» Work to complete
Emit a verbatim copy of the lines running from the line with "Could you point out the stormy" through the end of the material below.

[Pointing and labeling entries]
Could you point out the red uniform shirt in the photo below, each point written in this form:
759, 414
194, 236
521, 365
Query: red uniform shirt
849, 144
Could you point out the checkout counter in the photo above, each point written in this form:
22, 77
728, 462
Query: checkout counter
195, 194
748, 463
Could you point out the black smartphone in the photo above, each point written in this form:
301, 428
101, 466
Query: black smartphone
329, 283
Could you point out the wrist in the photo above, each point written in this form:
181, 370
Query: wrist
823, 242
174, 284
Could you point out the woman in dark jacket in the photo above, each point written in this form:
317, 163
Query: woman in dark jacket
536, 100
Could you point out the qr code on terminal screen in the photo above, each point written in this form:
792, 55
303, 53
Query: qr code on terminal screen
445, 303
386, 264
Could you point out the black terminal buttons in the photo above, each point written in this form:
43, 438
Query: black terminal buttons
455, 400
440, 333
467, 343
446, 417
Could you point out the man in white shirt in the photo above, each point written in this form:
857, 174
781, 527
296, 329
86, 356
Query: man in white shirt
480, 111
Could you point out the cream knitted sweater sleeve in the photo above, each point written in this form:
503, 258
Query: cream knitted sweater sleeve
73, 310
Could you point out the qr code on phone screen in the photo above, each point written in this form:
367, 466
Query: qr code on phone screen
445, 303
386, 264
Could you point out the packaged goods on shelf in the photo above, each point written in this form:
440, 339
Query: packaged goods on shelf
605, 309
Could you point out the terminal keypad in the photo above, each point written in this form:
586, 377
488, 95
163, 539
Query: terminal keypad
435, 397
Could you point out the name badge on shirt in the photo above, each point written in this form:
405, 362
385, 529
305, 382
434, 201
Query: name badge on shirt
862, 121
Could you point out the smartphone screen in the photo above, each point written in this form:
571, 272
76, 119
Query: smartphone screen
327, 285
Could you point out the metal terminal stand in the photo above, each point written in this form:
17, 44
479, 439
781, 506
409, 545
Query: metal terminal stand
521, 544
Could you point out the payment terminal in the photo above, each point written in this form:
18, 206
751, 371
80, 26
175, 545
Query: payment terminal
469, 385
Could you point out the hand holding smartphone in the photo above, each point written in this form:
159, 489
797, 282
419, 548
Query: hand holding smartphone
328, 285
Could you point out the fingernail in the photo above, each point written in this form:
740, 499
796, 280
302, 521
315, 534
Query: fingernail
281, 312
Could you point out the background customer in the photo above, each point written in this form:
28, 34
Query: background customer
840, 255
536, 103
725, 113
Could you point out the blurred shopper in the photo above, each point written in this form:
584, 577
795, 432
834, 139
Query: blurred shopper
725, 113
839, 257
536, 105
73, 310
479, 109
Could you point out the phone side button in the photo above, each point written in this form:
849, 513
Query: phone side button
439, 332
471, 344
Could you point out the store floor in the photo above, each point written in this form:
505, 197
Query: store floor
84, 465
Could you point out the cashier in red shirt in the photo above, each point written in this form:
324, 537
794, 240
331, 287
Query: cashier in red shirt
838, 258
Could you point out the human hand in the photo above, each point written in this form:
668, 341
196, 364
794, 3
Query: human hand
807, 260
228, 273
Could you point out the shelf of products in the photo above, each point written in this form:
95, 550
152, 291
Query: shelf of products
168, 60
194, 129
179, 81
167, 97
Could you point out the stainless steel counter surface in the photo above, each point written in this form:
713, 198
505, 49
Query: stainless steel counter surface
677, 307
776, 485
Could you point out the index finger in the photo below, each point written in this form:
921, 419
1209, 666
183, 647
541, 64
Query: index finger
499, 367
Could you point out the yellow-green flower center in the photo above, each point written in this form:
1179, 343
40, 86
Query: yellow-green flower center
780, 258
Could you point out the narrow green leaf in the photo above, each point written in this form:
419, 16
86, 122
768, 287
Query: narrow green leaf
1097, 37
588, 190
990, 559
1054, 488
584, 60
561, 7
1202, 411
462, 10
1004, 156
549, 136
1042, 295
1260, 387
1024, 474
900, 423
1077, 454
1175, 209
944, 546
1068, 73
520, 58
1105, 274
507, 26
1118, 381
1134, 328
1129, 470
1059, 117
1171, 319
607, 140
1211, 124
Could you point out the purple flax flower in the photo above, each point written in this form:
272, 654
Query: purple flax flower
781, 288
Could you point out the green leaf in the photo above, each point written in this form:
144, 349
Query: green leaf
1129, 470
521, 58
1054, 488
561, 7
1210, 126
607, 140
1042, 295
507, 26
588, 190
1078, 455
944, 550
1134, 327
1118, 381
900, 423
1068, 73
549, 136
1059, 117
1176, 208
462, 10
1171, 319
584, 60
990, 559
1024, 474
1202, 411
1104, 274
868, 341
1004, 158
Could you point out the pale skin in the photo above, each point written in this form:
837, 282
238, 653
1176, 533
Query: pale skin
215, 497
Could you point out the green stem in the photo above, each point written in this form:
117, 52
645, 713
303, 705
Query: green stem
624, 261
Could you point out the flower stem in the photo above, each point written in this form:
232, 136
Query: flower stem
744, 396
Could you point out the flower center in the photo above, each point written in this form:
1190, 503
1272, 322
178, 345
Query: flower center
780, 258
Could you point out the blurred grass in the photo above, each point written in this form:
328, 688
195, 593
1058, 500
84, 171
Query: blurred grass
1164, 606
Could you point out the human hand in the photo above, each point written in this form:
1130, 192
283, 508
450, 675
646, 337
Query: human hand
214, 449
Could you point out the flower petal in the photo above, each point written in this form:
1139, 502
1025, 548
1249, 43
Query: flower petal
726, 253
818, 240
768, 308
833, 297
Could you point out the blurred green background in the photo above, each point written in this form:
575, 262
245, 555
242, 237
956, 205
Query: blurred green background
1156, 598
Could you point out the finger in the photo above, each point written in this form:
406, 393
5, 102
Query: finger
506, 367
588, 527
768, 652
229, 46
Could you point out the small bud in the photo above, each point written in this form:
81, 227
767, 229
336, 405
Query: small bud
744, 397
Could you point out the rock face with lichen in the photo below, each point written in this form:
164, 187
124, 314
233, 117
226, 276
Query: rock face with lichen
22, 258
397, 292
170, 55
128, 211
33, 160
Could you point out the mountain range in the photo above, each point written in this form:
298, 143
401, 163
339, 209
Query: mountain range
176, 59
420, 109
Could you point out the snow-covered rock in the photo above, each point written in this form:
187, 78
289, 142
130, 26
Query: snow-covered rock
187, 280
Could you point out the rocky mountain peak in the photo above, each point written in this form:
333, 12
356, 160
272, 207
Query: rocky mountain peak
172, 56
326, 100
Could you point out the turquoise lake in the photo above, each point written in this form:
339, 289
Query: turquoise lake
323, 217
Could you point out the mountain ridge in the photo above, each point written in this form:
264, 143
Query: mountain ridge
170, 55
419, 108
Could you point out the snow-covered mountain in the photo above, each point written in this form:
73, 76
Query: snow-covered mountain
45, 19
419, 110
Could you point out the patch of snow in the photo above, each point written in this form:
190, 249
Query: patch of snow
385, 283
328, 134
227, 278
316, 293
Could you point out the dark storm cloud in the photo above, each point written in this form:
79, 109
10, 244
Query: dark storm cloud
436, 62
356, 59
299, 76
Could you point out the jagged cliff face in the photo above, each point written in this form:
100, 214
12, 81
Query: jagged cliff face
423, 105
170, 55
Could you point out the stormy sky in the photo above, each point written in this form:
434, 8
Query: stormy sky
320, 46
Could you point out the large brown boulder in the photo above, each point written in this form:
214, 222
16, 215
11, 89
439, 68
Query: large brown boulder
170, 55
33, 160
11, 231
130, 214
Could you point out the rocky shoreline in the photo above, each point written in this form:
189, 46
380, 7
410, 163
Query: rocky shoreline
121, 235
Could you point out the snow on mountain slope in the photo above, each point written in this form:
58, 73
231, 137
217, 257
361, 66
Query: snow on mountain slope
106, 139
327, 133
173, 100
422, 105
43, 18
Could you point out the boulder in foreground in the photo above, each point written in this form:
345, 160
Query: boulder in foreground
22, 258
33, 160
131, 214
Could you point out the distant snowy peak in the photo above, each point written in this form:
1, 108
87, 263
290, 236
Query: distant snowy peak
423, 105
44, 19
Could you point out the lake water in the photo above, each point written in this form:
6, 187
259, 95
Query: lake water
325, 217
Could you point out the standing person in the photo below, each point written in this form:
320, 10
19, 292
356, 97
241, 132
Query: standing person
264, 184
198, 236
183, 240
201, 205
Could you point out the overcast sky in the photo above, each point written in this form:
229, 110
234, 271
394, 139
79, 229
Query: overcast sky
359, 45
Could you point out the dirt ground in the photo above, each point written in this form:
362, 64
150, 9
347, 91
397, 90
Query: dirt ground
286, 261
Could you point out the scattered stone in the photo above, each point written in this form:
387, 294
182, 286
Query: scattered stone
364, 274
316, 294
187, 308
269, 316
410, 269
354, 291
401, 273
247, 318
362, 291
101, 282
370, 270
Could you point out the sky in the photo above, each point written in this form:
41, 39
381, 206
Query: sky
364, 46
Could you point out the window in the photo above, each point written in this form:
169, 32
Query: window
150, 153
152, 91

» Exercise result
Could you point out the stormy sky in the photo above, each point written in this form:
434, 8
Query: stormy sky
320, 46
Could you point out the large brown boulder in the photo above, each point written in this form:
214, 222
16, 215
11, 89
439, 68
Query: large brown boulder
170, 55
33, 160
11, 231
130, 214
Could you point out the rocky shoreline in the photo above, each point written in this form:
189, 46
380, 7
410, 163
Query: rocky shoreline
121, 235
Could you point out the snow on mountain slope in the photo above, each point written in this form:
58, 73
231, 137
217, 257
361, 66
Query: snow on mountain slope
106, 139
327, 133
173, 100
422, 105
43, 18
Could you point out the boulder in foreground in the photo above, each point written in this form:
345, 160
Query: boulder in foreground
22, 258
33, 160
131, 214
Could you point out the distant snowy peak in the photo above, each point written in this form:
1, 108
87, 263
290, 236
Query: distant snowy peak
423, 105
44, 19
Could you point out the lake water in the photo above, each point written in this form:
6, 187
259, 95
Query: lake water
325, 217
Could you point out the standing person in the photo below, each point written in this form:
320, 10
19, 292
356, 97
241, 132
Query: standing person
264, 184
198, 236
183, 240
201, 205
Could you point out the overcast sky in the photo above, each point written in this form:
229, 110
234, 271
394, 139
79, 229
Query: overcast sky
359, 45
Could you point out the dirt ground in the photo above, each point written in this form:
362, 64
150, 9
347, 91
397, 90
Query: dirt ground
286, 261
Could you point out the scattered stone in the photo above, each point written in this form:
387, 294
182, 286
Query: scattered stone
364, 274
316, 294
187, 308
269, 316
410, 269
354, 291
401, 273
247, 318
362, 291
101, 282
370, 270
Could you point out the sky in the photo above, each point written in this form:
41, 39
381, 206
Query: sky
364, 46
Could you point out the window in the photo above, each point written in this form:
169, 32
Query: window
150, 153
152, 91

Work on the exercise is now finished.